Supplied passage
Niger: after vaccination, the hope of a substantial reduction in meningitis A epidemics
January 9, 2011
It is almost midday. The air is dry and rasping. By the side of the road, sheltering under some branches, five women patiently await the arrival of the last people to vaccinate. We are in Tourobon, a village in the Dosso district, and it is the last day of the vaccination campaign against meningitis and meningococcus A. The two vaccinators, the preparer and the pointer (the person who records the number, age and gender of those vaccinated) explain to the Médecins Sans Frontières team that they have only vaccinated 39 people since this morning.
"It's the end! We are sure to have vaccinated all the children and women aged 30 and over in the village and its surroundings. Some men aged 15 to 29 are still out in the bush, as they finish millet-gathering, and they have to be vaccinated at the end of the day. Some have already gone off to find work elsewhere after the harvest, but in total, we will have been able to vaccinate almost everybody" explains one of the vaccinators, draped in a long multicoloured dress.
Initial results from the vaccination campaign in the Niger districts of Dosso and Boboye, in which MSF took part, are indeed satisfactory: more than 90% of the 627,000 people aged between 1 and 29 were immunised between 7 and 17 December. "It is encouraging, because this is a new vaccine which gives protection for 10 years, and if the coverage rate is really so high, this could prevent the outbreak of meningitis A epidemics, the most common form of this disease in Africa" confirms Seco Gerard, field coordinator for Médecins Sans Frontières in Dosso. This major vaccination campaign – also carried out in neighbouring Mali and Burkina Faso – will continue until the end of 2011 and will end up covering the entire territory of Niger.
In the Dosso and Boboye districts, MSF was supported by the Ministry for Public Health and its 300 vaccination teams. Thanks to its experience in implementing major vaccination campaigns , the humanitarian organisation enrolled 22 international volunteers to take part in supervising the vaccination teams, to support vaccine conservation by providing part of the "cold chain" and to support waste neutralisation and destruction.
Supervision and cold chain
"Supervision occurred in conjunction with specialists from the Ministry for Health. Specifically this involved checking whether the teams had enough material required for vaccination, ensuring satisfactory hygiene and injection techniques, using more ice packs when the vaccine conservation temperature was too high" explains Seco Gerard.

Data for review
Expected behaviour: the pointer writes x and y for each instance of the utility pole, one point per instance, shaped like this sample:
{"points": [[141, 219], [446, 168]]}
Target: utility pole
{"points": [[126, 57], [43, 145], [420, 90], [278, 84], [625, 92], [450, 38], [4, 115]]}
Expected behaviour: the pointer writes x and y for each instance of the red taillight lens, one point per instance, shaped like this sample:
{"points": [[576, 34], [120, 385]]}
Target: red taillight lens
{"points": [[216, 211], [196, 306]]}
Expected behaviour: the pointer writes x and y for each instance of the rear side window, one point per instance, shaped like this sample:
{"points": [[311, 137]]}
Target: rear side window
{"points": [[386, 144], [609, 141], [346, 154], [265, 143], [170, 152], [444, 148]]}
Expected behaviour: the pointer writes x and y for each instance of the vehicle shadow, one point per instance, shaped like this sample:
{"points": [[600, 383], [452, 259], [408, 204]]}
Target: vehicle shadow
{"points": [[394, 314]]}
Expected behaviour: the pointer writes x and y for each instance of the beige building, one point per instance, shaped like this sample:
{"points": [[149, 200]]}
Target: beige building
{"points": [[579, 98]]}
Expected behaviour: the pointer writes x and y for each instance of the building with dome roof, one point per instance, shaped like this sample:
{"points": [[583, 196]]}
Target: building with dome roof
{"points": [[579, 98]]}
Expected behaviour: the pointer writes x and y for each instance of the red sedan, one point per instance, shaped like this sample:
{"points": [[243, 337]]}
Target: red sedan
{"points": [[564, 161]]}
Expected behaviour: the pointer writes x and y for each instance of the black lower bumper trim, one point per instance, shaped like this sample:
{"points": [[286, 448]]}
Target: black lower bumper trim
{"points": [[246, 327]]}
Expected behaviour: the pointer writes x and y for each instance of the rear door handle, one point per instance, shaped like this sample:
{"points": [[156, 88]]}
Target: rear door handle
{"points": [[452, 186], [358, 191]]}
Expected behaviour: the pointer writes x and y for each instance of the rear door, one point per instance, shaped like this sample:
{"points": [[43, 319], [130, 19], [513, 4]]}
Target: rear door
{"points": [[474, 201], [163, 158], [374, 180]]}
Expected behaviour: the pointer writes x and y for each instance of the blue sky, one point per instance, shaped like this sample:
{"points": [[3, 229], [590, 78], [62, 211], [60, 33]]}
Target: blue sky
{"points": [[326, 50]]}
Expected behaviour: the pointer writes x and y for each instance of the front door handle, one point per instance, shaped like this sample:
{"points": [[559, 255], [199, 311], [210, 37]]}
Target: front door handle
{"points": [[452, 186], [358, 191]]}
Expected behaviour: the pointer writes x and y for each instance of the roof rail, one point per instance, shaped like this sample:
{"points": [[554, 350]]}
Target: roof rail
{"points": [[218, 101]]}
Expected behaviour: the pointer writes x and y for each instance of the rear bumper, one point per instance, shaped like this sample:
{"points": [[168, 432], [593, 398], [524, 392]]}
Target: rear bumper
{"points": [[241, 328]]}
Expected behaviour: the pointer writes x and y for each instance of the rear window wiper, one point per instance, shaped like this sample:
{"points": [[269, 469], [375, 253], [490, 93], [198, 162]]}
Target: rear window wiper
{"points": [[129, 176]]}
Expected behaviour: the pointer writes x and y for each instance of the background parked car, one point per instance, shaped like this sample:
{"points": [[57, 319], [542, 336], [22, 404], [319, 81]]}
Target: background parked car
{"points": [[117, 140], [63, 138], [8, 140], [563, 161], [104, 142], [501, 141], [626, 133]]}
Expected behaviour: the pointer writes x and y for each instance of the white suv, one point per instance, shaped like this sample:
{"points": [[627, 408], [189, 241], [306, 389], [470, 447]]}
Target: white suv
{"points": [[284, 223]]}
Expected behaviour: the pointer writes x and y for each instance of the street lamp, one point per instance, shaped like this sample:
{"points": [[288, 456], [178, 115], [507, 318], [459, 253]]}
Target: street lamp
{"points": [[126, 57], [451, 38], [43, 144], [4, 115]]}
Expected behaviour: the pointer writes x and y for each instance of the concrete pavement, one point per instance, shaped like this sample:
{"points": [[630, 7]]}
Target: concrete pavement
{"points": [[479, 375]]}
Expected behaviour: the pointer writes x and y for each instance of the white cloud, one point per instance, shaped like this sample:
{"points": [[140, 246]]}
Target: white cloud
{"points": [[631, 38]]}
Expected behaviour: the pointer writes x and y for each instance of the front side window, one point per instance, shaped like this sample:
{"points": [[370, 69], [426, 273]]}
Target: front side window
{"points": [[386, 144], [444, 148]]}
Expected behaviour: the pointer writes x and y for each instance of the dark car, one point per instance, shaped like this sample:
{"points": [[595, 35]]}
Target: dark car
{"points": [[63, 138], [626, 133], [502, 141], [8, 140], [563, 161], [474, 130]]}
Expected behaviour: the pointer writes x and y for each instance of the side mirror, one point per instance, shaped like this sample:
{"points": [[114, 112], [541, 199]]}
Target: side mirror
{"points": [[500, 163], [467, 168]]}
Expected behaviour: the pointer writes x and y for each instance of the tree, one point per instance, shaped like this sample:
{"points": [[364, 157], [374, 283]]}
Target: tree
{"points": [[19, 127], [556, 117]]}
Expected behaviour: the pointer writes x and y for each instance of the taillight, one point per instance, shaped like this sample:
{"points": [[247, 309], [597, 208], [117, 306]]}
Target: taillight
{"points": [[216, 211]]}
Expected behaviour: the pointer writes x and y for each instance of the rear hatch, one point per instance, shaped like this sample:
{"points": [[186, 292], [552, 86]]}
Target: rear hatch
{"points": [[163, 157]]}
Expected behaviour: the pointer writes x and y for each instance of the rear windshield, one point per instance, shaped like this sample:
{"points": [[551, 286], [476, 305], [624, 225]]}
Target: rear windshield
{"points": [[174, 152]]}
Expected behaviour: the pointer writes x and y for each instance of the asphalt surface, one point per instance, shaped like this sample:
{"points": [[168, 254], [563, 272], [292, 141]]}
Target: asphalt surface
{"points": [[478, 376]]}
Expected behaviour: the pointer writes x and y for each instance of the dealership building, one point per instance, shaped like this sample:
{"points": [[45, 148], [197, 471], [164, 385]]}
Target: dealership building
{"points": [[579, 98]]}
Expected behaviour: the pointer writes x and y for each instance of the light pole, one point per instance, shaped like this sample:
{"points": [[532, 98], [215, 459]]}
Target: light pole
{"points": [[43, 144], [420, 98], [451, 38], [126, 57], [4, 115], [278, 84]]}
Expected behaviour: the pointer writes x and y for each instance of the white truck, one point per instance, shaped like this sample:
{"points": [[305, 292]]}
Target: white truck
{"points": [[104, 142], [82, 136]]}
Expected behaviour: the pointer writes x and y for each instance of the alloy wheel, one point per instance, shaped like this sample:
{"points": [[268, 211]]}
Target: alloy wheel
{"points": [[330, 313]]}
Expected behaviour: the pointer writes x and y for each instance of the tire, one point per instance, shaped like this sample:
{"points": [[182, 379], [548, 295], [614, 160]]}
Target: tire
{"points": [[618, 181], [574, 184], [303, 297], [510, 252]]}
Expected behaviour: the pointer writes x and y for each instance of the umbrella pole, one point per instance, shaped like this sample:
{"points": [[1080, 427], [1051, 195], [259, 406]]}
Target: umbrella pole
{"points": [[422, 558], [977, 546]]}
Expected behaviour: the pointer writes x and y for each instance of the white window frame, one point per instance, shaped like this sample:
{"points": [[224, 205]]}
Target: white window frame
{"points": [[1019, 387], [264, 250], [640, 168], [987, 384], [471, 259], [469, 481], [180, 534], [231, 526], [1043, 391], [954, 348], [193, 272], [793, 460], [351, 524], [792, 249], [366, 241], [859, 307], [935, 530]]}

Tasks to perform
**1.** From the Niger vaccination article, output the passage that begins at the words "Niger: after vaccination, the" and stops after "since this morning.".
**2.** Answer these questions from the Niger vaccination article:
(a) How many people had the vaccinators in Tourobon vaccinated since that morning?
(b) For how many years does the new vaccine give protection?
(c) How many international volunteers did MSF enroll?
The rows have nothing to do with what is asked here.

Answers by task
**1.**
Niger: after vaccination, the hope of a substantial reduction in meningitis A epidemics
January 9, 2011
It is almost midday. The air is dry and rasping. By the side of the road, sheltering under some branches, five women patiently await the arrival of the last people to vaccinate. We are in Tourobon, a village in the Dosso district, and it is the last day of the vaccination campaign against meningitis and meningococcus A. The two vaccinators, the preparer and the pointer (the person who records the number, age and gender of those vaccinated) explain to the Médecins Sans Frontières team that they have only vaccinated 39 people since this morning.

**2.**
(a) 39
(b) 10 years
(c) 22